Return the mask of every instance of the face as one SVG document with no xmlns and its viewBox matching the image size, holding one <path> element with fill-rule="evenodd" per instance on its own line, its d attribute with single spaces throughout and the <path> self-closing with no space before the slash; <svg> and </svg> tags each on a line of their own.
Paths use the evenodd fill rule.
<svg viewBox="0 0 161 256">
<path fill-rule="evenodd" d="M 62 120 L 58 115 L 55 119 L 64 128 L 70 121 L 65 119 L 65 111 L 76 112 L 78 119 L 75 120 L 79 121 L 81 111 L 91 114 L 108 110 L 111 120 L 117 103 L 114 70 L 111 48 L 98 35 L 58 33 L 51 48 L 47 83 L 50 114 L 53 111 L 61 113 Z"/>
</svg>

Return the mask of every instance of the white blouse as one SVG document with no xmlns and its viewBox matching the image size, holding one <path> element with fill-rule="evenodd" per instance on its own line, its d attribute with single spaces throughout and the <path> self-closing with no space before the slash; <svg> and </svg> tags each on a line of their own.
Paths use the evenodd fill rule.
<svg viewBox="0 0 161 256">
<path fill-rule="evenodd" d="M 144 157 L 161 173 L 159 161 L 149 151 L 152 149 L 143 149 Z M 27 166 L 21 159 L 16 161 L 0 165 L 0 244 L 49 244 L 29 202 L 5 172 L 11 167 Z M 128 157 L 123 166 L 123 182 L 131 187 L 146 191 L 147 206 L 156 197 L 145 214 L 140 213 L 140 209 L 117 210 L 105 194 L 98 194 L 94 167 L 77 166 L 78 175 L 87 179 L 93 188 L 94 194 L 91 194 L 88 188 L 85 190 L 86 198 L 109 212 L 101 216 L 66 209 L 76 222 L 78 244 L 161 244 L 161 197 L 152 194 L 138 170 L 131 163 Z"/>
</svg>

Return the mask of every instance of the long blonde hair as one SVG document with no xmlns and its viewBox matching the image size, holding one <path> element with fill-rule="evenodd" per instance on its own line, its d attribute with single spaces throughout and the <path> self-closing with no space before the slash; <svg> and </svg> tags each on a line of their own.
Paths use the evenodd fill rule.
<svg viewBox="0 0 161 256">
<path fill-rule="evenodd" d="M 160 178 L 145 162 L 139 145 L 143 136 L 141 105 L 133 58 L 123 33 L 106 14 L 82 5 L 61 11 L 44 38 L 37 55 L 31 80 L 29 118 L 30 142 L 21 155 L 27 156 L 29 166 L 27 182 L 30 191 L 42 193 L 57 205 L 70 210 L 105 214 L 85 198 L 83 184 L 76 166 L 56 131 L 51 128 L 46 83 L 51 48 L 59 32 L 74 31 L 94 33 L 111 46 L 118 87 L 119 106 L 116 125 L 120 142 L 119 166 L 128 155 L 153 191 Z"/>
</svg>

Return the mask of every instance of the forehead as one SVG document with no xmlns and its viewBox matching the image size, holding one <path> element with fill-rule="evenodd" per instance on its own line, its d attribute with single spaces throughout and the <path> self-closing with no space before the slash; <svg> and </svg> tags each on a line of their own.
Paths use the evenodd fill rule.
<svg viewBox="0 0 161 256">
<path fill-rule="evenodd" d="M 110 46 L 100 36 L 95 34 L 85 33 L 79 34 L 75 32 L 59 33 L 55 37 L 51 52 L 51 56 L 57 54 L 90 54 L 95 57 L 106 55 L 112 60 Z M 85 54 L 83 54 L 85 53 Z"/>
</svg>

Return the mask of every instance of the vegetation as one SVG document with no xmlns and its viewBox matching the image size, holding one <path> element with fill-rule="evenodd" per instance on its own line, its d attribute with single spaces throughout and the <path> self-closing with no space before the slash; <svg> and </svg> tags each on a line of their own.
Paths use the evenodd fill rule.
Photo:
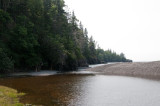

* [WHAT YOU ARE ASKED TO DO]
Please rewrite all of the items above with every "Return" changed to "Provide" and nothing else altered, leaving out the pictures.

* [EXERCISE SOLUTION]
Provide the mask of every instance of the face as one SVG document with no xmlns and its viewBox matching the image size, holding one <path> element with fill-rule="evenodd" per instance on its own line, its d attribute with single spaces throughout and the <path> self-closing with no space before the slash; <svg> and </svg> tags each on a line of their own.
Paths use the evenodd fill rule.
<svg viewBox="0 0 161 256">
<path fill-rule="evenodd" d="M 62 120 L 58 115 L 55 119 L 64 128 L 70 121 L 65 119 L 65 111 L 76 112 L 78 119 L 75 120 L 79 121 L 81 111 L 91 114 L 108 110 L 111 120 L 117 103 L 114 70 L 111 48 L 98 35 L 58 33 L 51 48 L 47 83 L 50 114 L 53 111 L 61 113 Z"/>
</svg>

Provide the mask of every instance of the white blouse as one SVG document with no xmlns and its viewBox matching the image size, holding one <path> element with fill-rule="evenodd" per instance on its own line, its d attribute with single spaces throughout and the <path> self-closing with no space before the slash; <svg> and </svg> tags each on a line of their own.
Paths use the evenodd fill rule.
<svg viewBox="0 0 161 256">
<path fill-rule="evenodd" d="M 144 157 L 161 173 L 159 161 L 149 151 L 152 149 L 143 149 Z M 27 166 L 21 159 L 16 161 L 0 165 L 0 244 L 49 244 L 29 202 L 5 172 L 11 167 Z M 128 157 L 123 166 L 123 182 L 131 187 L 146 191 L 147 206 L 156 197 L 145 214 L 140 213 L 140 209 L 117 210 L 105 194 L 98 194 L 94 167 L 77 166 L 78 175 L 87 179 L 93 188 L 94 194 L 91 194 L 88 188 L 85 190 L 86 198 L 109 212 L 101 216 L 66 209 L 76 222 L 78 244 L 161 244 L 161 197 L 152 194 L 138 170 L 131 163 Z"/>
</svg>

Provide the mask of every instance of the long blonde hair as one SVG document with no xmlns and its viewBox matching the image size, holding one <path> element with fill-rule="evenodd" per instance on its own line, its d attribute with single spaces throughout and the <path> self-closing with no space before the slash; <svg> and </svg> tags each on a line of their own.
Paths use the evenodd fill rule.
<svg viewBox="0 0 161 256">
<path fill-rule="evenodd" d="M 160 178 L 145 162 L 139 145 L 143 136 L 141 105 L 133 58 L 123 33 L 106 14 L 82 5 L 61 11 L 44 38 L 37 55 L 31 80 L 29 118 L 30 142 L 21 155 L 27 156 L 29 166 L 27 182 L 30 191 L 42 193 L 57 205 L 70 210 L 105 214 L 85 198 L 83 184 L 76 166 L 56 131 L 51 128 L 46 83 L 51 48 L 59 32 L 74 31 L 94 33 L 111 46 L 118 87 L 119 106 L 116 125 L 120 142 L 119 166 L 128 155 L 153 191 Z"/>
</svg>

Provide the mask of every instance of the forehead as one SVG document with no xmlns and its viewBox matching the image size, holding one <path> element with fill-rule="evenodd" per instance on its own line, its d attribute with single spaces throughout and the <path> self-closing with no space before the slash; <svg> and </svg> tags each on a line of their own.
Paths use the evenodd fill rule.
<svg viewBox="0 0 161 256">
<path fill-rule="evenodd" d="M 110 46 L 100 36 L 95 34 L 85 33 L 79 34 L 75 32 L 59 33 L 55 37 L 51 52 L 51 56 L 57 54 L 90 54 L 95 57 L 106 55 L 112 60 Z M 85 54 L 83 54 L 85 53 Z"/>
</svg>

Provide the mask of every instance of the vegetation as one SVG document with no xmlns and its viewBox matching the image size, holding one <path> element with fill-rule="evenodd" per instance on its own line, its d attribute with single spaces throughout and the <path> self-closing with no space before the slash; <svg> and </svg> tags each on a line of their own.
Paths use the evenodd fill rule.
Photo:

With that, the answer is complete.